Text section:
/---
When I started Women Who Live on Rocks over 5 years ago, the point wasn’t to discourage people from moving to an island. Quite the opposite. Island life charms my socks off and it’s hard for me to picture ever not living on an island for any length of time. One of the original purposes of this site was more to add a touch of reality to the perception of life on a rock – to show what’s really behind the stunning sunset pictures and poke some holes in the paradigm of “paradise.”
People who live on an island often get irritated by the preconceived notions others elsewhere hold about their lives. The expectation that everything must be perfect, stress-free, and lackadaisical in your life simply because you live on an island can make anyone feel indignant – particularly on the more trying of island days.
Today’s featured book was written in a similar vein. It takes an island dreamer and spits him back out as an island realist… all with the it’s-so-ridiculous-you’ve-just-got-to-laugh-at-it humor we love here on this site.
If you’ve read the featured book too, be sure to leave a comment below or on our Facebook page – we can chat about it and it’ll be like our own island-style book club!
Note: Some of the links in this post are affiliate links, which means that if you click on them and choose to buy something, it won’t cost you anything, but I’ll get an itsy bitsy commission as a thank you for sharing something cool with you.
The book: Don’t Stop the Carnival
Written by: Herman Wouk
Originally published: 1965
Don’t Stop the Carnival is iconic in the island space. It’s a book many people go so far as to say is “required reading” for anyone thinking about moving to an island. It’s also a book people re-read several, if not many, times over the years. This was my third time reading it, and it’s been at least 6 years since my last read, so it felt both familiar and fresh at the same time.
This book is interesting in that you experience it differently depending on what timeframe / stage of island living you read it in. If you read it before you moved to an island, you might find yourself relating to characters who you later don’t connect with at all once you’ve spent some solid years residing in the tropics.
\---
Problem details: In the island book post, edit the passage that begins at "People who live" and stops after "on this site.", swapping "preconceived notions" for "assumptions".

Records supplied:
/---
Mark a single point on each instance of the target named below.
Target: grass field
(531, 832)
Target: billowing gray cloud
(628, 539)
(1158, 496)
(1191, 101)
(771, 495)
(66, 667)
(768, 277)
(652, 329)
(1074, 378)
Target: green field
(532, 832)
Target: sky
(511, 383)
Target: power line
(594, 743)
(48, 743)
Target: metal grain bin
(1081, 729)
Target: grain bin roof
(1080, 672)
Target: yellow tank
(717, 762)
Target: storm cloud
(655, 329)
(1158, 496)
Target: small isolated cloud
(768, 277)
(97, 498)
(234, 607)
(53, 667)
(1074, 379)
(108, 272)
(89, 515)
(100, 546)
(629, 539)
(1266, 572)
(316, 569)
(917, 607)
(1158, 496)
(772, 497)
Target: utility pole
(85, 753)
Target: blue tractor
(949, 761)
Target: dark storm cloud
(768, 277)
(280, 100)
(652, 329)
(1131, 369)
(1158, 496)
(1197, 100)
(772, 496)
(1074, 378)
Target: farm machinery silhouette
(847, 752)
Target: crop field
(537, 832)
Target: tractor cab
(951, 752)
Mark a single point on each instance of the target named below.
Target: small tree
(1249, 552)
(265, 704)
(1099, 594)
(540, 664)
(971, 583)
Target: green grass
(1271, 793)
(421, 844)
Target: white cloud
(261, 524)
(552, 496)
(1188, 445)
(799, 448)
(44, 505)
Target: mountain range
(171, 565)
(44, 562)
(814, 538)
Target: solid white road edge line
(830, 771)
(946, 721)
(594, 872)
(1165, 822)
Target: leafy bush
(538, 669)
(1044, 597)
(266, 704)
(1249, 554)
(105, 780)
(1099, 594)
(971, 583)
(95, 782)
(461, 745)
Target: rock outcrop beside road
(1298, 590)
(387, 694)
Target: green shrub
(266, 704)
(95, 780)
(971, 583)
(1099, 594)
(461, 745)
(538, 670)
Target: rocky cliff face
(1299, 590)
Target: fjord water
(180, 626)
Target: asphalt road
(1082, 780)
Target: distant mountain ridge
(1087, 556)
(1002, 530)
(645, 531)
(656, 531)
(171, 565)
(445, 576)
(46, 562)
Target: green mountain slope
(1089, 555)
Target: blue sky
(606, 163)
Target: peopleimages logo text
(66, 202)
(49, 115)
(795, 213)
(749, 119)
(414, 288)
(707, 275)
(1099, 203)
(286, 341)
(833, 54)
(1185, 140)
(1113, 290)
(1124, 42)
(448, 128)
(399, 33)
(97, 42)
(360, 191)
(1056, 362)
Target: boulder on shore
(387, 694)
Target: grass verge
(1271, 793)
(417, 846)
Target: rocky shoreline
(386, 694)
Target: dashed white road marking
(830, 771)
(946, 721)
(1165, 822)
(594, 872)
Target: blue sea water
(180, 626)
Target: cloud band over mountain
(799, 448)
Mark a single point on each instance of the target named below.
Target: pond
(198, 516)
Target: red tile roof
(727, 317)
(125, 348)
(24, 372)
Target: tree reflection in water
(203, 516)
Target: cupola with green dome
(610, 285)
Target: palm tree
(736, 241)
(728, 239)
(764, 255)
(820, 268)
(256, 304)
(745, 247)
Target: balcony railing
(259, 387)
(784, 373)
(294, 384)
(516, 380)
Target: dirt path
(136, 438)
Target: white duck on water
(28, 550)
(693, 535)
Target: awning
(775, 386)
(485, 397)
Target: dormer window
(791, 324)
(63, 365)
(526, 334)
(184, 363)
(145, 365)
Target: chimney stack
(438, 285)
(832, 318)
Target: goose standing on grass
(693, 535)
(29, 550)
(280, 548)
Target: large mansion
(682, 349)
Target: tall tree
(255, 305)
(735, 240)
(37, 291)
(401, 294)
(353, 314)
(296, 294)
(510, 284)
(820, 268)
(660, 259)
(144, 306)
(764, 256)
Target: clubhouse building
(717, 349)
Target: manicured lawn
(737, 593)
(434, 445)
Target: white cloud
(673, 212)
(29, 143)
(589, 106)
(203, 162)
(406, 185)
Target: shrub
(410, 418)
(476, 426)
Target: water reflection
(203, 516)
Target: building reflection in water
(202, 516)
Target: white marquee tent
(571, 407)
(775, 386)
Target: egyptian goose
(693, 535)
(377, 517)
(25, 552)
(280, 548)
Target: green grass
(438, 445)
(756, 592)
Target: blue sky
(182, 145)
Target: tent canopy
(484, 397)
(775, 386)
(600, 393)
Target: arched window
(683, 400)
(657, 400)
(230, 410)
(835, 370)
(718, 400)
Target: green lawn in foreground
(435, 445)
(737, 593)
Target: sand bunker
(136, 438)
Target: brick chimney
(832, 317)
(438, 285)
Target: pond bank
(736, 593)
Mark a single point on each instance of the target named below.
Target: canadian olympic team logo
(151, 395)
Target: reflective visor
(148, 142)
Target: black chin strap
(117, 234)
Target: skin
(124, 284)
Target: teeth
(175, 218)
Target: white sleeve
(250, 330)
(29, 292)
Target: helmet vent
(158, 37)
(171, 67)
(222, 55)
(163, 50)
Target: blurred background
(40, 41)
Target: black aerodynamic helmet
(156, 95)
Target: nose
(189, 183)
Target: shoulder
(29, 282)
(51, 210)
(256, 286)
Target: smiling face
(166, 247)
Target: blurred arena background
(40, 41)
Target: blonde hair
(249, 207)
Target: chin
\---
Response to this task:
People who live on an island often get irritated by the assumptions others elsewhere hold about their lives. The expectation that everything must be perfect, stress-free, and lackadaisical in your life simply because you live on an island can make anyone feel indignant – particularly on the more trying of island days.
Today’s featured book was written in a similar vein. It takes an island dreamer and spits him back out as an island realist… all with the it’s-so-ridiculous-you’ve-just-got-to-laugh-at-it humor we love here on this site.